■ Text excerpt ■
┏━━

November 10, 2008
November 10, 2008
On October 7, 2008, the President signed Public Law 110-350, which extends for one year the authorities contained in the Ensuring Continued Access to Student Loans Act (ECASLA). By signing this law, the President reinforced the Administration's strong commitment to providing students and families with every opportunity to obtain federally guaranteed loans to help pay college expenses.
As many know, the U.S. Department of Education (the Department), in collaboration with the U.S. Department of the Treasury and the Office of Management and Budget, has implemented two programs – the Purchase of Participation Interests (PPI) Program and the Loan Purchase (“Put”) Program. Both programs are working exceedingly well. To date, the Department has purchased $8.7 billion in participation interests and has purchased approximately $62 million in loans through the Put Program.
However, additional action is needed to help ensure students have continued access to federal student loans. The continued tightening of the credit markets has created conditions making it difficult for lenders to secure needed private capital. These conditions have generated concern among students and families, schools, and lenders about the availability of federal guaranteed loans for the 2009-10 academic year. Schools are also in the process of securing commitments from lenders for the next school year.
For these reasons, I am announcing several additional actions the Department is taking to ensure that students and families will have access to loans in the 2009-10 academic school year. Our goals in taking these actions are to:
- Ensure availability of federal student loans for the 2009-10 school year;
- Uphold the public/private partnership in the federal student loan program;
- Protect taxpayer interests by adding no net costs to the Federal Government; and
- Provide the liquidity and support needed to stabilize the student loan marketplace.
Therefore, the Department will replicate the successful PPI and Put Programs for the 2009-10 academic year. The current PPI and Put Programs for the 2008-09 school year will terminate as provided for in the Master Agreements between Federal Family Education Loan (FFEL) Program lenders and the Department. In addition, I am announcing a new program designed to provide longer-term stability in the federal student loan marketplace through the development of a private market financing vehicle.

┗━━

■ Written exercise ■
According to the student loan announcement, what amount in participation interests had the Department purchased to date?

■ Dataset extract ■
┏━━

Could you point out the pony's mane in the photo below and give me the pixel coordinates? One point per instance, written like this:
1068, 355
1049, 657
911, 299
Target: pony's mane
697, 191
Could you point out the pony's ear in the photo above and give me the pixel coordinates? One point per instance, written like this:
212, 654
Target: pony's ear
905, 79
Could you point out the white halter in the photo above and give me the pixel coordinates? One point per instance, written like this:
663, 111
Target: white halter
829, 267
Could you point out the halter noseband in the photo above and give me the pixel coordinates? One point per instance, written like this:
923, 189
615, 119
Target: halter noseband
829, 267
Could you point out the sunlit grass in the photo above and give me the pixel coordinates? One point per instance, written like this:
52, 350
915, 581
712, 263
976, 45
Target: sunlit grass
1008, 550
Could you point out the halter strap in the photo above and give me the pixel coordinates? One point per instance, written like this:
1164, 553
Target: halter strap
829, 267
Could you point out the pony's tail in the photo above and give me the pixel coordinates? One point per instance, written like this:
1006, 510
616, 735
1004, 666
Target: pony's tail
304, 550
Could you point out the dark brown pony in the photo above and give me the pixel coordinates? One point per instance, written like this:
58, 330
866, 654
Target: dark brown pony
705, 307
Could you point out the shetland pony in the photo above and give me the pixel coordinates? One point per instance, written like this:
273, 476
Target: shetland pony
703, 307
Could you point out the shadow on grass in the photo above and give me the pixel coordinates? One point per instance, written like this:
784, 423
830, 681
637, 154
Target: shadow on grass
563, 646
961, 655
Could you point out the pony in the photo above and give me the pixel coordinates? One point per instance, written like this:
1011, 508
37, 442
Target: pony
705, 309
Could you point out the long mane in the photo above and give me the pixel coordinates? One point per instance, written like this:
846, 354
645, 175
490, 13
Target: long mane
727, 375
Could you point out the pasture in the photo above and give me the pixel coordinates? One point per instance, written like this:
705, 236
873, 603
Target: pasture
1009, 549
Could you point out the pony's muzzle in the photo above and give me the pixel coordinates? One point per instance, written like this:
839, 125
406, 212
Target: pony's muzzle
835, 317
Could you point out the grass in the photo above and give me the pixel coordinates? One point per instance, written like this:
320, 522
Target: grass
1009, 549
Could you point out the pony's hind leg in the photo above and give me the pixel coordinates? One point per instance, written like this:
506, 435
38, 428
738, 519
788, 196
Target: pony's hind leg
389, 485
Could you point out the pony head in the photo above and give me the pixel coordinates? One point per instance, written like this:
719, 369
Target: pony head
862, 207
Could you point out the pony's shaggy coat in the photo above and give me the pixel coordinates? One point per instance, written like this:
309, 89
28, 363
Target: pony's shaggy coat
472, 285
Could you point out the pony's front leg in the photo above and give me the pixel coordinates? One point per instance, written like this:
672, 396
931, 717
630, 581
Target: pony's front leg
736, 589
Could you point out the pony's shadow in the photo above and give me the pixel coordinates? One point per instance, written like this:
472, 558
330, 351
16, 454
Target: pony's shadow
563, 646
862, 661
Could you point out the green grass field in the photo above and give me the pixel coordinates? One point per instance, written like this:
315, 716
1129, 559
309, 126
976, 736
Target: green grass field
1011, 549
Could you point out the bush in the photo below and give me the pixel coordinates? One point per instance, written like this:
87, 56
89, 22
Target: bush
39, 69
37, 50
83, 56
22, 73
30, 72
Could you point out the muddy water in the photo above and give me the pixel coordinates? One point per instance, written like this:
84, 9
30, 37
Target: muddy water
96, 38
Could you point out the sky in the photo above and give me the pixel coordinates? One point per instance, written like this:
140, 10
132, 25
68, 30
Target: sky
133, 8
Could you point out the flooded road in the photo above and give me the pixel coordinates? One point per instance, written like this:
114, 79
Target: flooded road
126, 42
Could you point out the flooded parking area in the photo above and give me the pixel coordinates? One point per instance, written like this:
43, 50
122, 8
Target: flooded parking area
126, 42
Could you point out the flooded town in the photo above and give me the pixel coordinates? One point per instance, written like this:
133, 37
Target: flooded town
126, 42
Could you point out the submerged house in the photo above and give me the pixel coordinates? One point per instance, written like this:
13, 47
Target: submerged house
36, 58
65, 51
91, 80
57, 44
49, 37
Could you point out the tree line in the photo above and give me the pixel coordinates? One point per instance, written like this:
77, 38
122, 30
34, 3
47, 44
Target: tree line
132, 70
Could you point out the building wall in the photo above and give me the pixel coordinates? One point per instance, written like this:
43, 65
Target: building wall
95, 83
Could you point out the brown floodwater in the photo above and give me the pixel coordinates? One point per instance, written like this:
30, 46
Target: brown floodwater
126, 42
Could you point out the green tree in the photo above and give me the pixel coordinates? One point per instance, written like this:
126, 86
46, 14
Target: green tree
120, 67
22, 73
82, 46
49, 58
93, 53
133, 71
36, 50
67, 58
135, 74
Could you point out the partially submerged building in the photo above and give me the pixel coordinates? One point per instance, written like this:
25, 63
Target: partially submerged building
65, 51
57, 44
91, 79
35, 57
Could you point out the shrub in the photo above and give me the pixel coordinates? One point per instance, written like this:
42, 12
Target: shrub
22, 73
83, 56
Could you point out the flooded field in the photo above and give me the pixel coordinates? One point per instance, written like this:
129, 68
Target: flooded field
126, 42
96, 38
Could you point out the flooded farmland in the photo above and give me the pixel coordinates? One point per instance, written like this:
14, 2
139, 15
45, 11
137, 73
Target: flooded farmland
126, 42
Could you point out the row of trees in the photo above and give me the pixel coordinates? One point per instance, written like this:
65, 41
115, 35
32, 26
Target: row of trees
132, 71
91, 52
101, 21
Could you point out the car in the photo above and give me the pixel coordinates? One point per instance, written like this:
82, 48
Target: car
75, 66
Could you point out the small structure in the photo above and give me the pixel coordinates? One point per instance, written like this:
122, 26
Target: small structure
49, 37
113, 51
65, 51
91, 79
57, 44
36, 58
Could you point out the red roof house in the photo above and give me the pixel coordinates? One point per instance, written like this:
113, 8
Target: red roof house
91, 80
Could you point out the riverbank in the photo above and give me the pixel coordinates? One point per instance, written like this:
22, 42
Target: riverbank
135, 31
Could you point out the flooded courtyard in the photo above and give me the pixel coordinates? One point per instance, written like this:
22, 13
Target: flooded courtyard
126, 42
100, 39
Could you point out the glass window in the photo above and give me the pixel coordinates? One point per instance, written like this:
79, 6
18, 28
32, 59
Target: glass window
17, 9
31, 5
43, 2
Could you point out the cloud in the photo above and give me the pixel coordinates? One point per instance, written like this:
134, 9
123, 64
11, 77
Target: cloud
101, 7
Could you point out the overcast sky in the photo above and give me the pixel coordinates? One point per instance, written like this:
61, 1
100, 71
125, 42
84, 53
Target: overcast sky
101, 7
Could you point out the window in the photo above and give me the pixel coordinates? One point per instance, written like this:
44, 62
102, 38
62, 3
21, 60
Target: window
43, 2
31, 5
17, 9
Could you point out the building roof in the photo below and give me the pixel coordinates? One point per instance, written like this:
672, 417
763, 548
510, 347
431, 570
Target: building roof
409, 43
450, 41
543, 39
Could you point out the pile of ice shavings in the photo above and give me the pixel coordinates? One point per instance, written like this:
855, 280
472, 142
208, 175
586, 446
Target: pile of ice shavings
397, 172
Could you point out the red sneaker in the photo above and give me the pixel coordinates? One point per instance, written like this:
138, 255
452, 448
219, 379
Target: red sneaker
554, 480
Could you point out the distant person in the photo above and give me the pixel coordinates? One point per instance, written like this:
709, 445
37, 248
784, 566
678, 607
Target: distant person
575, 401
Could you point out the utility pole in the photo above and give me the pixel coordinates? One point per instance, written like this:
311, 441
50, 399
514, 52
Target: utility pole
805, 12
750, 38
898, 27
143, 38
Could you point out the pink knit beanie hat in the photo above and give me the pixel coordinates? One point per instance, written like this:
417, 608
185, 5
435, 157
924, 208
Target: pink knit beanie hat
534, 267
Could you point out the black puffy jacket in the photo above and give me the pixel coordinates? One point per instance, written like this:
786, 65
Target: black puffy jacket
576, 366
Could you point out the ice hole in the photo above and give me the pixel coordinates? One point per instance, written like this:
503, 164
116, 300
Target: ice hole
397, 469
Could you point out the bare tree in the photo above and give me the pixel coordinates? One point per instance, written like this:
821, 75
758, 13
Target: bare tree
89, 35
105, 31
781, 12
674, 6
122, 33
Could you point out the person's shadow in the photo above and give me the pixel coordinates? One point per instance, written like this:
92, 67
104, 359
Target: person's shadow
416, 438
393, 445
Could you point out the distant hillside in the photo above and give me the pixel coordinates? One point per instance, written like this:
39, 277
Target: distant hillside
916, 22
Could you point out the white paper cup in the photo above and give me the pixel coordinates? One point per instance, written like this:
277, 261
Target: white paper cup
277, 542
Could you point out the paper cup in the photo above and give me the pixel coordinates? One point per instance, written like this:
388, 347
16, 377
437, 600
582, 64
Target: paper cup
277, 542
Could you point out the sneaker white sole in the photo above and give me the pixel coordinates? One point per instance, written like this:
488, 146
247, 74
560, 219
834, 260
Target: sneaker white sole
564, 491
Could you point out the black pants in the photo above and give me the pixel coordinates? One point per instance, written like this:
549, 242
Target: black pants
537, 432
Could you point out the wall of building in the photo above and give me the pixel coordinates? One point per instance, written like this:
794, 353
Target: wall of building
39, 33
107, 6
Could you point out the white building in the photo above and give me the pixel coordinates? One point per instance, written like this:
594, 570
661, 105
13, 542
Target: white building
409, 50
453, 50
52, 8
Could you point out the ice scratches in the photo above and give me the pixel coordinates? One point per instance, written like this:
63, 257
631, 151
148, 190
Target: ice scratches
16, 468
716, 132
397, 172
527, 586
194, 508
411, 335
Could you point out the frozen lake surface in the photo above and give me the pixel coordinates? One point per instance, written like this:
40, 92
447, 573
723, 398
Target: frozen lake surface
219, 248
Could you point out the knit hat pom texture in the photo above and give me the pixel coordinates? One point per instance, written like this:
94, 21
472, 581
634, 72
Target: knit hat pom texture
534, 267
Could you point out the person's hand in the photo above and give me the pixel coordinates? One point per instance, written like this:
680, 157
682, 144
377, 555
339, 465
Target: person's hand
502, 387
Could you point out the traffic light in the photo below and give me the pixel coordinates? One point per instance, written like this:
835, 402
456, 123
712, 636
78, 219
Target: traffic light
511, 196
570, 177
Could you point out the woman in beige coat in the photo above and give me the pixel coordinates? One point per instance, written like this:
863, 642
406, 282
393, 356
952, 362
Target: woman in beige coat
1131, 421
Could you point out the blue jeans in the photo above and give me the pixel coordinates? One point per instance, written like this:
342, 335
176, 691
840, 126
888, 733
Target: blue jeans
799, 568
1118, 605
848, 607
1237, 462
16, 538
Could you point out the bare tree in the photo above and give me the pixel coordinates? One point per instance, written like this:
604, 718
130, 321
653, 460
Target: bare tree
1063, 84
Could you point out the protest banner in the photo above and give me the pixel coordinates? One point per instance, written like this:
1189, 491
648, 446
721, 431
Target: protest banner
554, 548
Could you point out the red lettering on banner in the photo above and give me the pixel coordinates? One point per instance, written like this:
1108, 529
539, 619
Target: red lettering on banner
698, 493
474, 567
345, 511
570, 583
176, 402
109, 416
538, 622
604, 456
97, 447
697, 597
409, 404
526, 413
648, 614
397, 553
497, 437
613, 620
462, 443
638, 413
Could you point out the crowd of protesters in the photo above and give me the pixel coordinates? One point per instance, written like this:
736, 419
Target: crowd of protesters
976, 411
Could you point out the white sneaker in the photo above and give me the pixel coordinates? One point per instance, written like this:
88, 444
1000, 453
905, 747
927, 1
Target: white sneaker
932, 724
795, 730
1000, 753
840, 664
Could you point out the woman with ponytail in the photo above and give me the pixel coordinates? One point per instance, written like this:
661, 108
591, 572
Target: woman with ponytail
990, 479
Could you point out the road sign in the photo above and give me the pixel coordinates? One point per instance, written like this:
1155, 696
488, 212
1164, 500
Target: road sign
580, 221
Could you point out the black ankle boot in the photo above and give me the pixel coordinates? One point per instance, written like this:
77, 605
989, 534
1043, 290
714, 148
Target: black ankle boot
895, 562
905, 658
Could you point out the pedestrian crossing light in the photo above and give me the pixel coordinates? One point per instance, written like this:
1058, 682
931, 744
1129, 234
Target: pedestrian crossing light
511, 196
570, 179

┗━━

■ Result for this task ■
$8.7 billion